(What you need to do)
A - Quote the text on apology from "Less well known" to "visited Mexico City.".
B - According to the text on apology, which sitting U.S. President first visited Mexico, and in what year?

(Text block)
***
Cries of a “disgrace” and “humiliating” were heard by those who could not bring themselves to credit the diplomats with the sailors’ release and the avoidance of an international incident that could have derailed not only the nuclear deal with Iran, but also, we have since learned, an exchange of prisoners that had been the subject of negotiations for well over a year. One Congressman, Tom Rooney, from Florida and a member of the House Select Permanent Intelligence Committee, implied that the State Department had instructed the sailors to “make that kind of statement.” The State Department was vigorous in its denial that an apology had been issued in order to obtain the release of the sailors.
Absent from the back and forth of accusation and denial is any discussion of the merits of apology, either as national policy or behavior, towards foreign or domestic parties.
The rush to reject apology makes one wonder what happens to the approach to family disputes. Is an apology under those circumstances a sign of weakness, or is it a recognition that the path towards resolution might require an apology?
For sure, foreign policy is not marital reconciliation. Yet, history shows apologies have been an element of U.S. behavior, at home and abroad.
Coincidentally, the sailor’s apology came within days of the anniversary of the U.S. overthrow of the legitimate ruling monarchy of Hawaii. On the 100th anniversary of that event, a bipartisan majority in Congress issued a resolution apologizing to “to Native Hawaiians on behalf of the people of the United States for the overthrow of the Hawaiian Kingdom on January 17, 1893” and for the “deprivation of the rights of Native Hawaiians to self-determination.”
Other examples spring readily to mind: the issuance of apology to and even compensation paid to the Japanese-Americans sent to detention camps during World War II (an event that Donald Trump cited as justification to ban the entry of all Muslims into the U.S.)
Less well known was the first visit to Mexico by a sitting U.S. President, Harry Truman, in 1947. Truman did not have to utter the precise words of apology as he laid a wreath at the Mexican monument to their Niños Héroes on the eve of the centennial of the war with Mexico which saw the loss of nearly half of its territory. Mexicans not only took the gesture as an apology, but, instead of seeing it as weakness, they received it in the way it was offered. They enthusiastically embraced Truman as a “new champion of American solidarity and understanding,” in the words of Mexican Foreign Minister Ramon Beteta. Others went further, as one eyewitness was quoted as saying, “one hundred years of misunderstanding and bitterness wiped out by one man in one minute.” The response led President Clinton to repeat the gesture in 1997 when he visited Mexico City.
***
Shape labeling records

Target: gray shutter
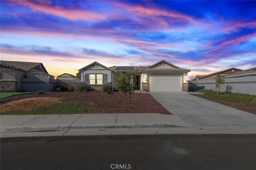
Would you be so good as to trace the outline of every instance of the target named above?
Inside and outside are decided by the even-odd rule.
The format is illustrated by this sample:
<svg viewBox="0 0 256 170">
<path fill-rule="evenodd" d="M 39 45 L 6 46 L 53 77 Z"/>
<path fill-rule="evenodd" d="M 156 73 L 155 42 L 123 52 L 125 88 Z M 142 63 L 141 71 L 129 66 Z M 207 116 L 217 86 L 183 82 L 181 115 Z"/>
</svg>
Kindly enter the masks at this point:
<svg viewBox="0 0 256 170">
<path fill-rule="evenodd" d="M 86 74 L 85 75 L 85 76 L 86 76 L 86 84 L 89 84 L 90 83 L 90 77 L 89 76 L 89 74 Z"/>
<path fill-rule="evenodd" d="M 103 84 L 108 82 L 108 74 L 103 74 Z"/>
</svg>

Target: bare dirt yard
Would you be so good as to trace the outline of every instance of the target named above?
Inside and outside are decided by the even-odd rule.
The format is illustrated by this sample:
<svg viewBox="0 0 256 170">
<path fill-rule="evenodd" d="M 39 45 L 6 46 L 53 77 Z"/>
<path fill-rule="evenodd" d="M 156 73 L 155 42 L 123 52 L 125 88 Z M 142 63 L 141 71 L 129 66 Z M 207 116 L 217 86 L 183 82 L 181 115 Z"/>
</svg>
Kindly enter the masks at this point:
<svg viewBox="0 0 256 170">
<path fill-rule="evenodd" d="M 224 105 L 227 106 L 228 106 L 231 107 L 232 107 L 235 108 L 236 109 L 239 109 L 239 110 L 242 110 L 243 111 L 247 111 L 247 112 L 250 113 L 251 113 L 256 115 L 256 106 L 248 106 L 242 104 L 231 103 L 229 102 L 222 102 L 219 100 L 217 100 L 214 99 L 212 99 L 210 98 L 208 98 L 204 94 L 190 94 L 191 95 L 194 96 L 196 96 L 201 98 L 204 99 L 206 99 L 208 100 L 210 100 L 212 102 L 218 103 L 220 104 L 223 104 Z"/>
<path fill-rule="evenodd" d="M 120 92 L 111 94 L 100 91 L 89 92 L 87 93 L 72 92 L 48 92 L 43 94 L 36 94 L 12 96 L 3 99 L 5 104 L 22 99 L 50 97 L 58 98 L 63 102 L 85 102 L 94 105 L 94 107 L 86 109 L 85 113 L 157 113 L 170 115 L 171 113 L 149 94 L 133 93 L 131 95 L 131 104 L 129 104 L 127 94 L 127 104 L 121 104 Z M 40 101 L 38 101 L 40 102 Z"/>
</svg>

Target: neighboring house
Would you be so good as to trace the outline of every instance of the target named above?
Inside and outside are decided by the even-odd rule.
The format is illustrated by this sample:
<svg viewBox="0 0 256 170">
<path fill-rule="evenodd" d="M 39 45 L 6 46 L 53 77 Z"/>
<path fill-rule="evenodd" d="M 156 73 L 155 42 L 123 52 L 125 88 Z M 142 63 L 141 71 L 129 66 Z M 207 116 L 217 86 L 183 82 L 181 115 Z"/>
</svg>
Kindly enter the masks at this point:
<svg viewBox="0 0 256 170">
<path fill-rule="evenodd" d="M 198 75 L 196 76 L 195 78 L 191 79 L 191 80 L 193 81 L 198 80 L 214 80 L 214 78 L 216 77 L 216 75 L 217 74 L 221 74 L 222 76 L 226 76 L 231 73 L 238 72 L 239 71 L 241 71 L 242 70 L 238 68 L 232 68 L 204 76 Z"/>
<path fill-rule="evenodd" d="M 57 76 L 57 79 L 59 80 L 80 80 L 77 76 L 68 73 L 64 73 Z"/>
<path fill-rule="evenodd" d="M 115 87 L 116 72 L 135 70 L 138 88 L 149 92 L 184 92 L 188 91 L 188 72 L 190 70 L 180 68 L 164 60 L 148 66 L 114 66 L 107 67 L 95 61 L 79 70 L 81 82 L 92 88 L 100 90 L 101 86 L 109 83 Z"/>
<path fill-rule="evenodd" d="M 54 79 L 54 76 L 49 74 L 44 65 L 40 63 L 1 60 L 0 72 L 1 91 L 22 91 L 22 81 L 24 84 L 32 86 L 30 82 L 26 81 L 29 79 Z"/>
<path fill-rule="evenodd" d="M 194 81 L 194 80 L 198 80 L 199 79 L 200 79 L 201 78 L 202 78 L 202 77 L 203 77 L 204 76 L 206 76 L 206 75 L 198 75 L 196 76 L 196 78 L 194 79 L 191 79 L 192 81 Z"/>
<path fill-rule="evenodd" d="M 252 76 L 256 76 L 256 67 L 230 74 L 226 75 L 225 78 L 235 78 Z"/>
</svg>

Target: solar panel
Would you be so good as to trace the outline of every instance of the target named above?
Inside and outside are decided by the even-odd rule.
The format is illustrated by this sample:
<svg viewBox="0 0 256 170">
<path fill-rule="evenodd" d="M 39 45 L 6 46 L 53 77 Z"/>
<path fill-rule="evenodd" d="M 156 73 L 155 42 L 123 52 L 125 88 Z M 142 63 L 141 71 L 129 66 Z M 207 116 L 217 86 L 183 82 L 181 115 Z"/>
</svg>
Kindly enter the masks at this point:
<svg viewBox="0 0 256 170">
<path fill-rule="evenodd" d="M 133 70 L 132 66 L 118 66 L 116 70 Z"/>
</svg>

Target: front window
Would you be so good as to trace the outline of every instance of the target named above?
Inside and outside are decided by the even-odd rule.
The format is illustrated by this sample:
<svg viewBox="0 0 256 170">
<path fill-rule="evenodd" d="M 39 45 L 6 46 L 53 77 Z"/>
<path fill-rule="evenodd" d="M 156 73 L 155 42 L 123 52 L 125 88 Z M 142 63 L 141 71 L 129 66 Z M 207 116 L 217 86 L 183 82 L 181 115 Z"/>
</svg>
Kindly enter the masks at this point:
<svg viewBox="0 0 256 170">
<path fill-rule="evenodd" d="M 103 84 L 103 74 L 90 74 L 89 75 L 90 84 Z"/>
<path fill-rule="evenodd" d="M 90 74 L 89 80 L 90 84 L 95 84 L 95 74 Z"/>
<path fill-rule="evenodd" d="M 97 75 L 97 84 L 102 84 L 103 74 L 96 74 Z"/>
</svg>

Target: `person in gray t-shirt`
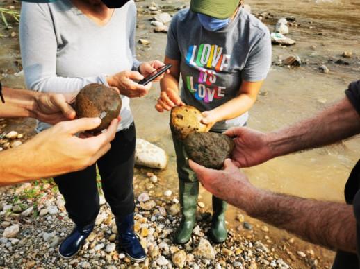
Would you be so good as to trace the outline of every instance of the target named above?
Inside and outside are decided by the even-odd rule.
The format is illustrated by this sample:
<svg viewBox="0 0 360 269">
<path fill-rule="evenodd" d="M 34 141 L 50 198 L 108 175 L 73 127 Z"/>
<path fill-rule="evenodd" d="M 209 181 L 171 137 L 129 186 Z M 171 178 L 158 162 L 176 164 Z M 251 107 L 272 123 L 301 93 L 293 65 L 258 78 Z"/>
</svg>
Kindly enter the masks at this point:
<svg viewBox="0 0 360 269">
<path fill-rule="evenodd" d="M 165 63 L 170 74 L 161 81 L 156 109 L 162 112 L 186 104 L 200 110 L 207 130 L 222 132 L 246 124 L 271 64 L 270 31 L 240 8 L 239 0 L 192 0 L 174 16 L 167 34 Z M 182 87 L 179 94 L 179 78 Z M 190 240 L 195 225 L 199 182 L 188 166 L 183 144 L 173 136 L 183 218 L 174 241 Z M 227 203 L 213 196 L 210 235 L 226 240 Z"/>
</svg>

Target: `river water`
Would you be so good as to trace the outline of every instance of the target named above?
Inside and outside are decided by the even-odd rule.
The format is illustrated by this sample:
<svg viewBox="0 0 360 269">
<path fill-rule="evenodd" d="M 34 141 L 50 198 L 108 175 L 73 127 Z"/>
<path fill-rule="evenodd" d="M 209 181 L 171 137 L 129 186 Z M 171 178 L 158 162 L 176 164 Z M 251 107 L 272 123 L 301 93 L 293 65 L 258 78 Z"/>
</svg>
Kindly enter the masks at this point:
***
(Completed exercise)
A -
Less well known was the first visit to Mexico by a sitting U.S. President, Harry Truman, in 1947. Truman did not have to utter the precise words of apology as he laid a wreath at the Mexican monument to their Niños Héroes on the eve of the centennial of the war with Mexico which saw the loss of nearly half of its territory. Mexicans not only took the gesture as an apology, but, instead of seeing it as weakness, they received it in the way it was offered. They enthusiastically embraced Truman as a “new champion of American solidarity and understanding,” in the words of Mexican Foreign Minister Ramon Beteta. Others went further, as one eyewitness was quoted as saying, “one hundred years of misunderstanding and bitterness wiped out by one man in one minute.” The response led President Clinton to repeat the gesture in 1997 when he visited Mexico City.

B - Harry Truman, in 1947.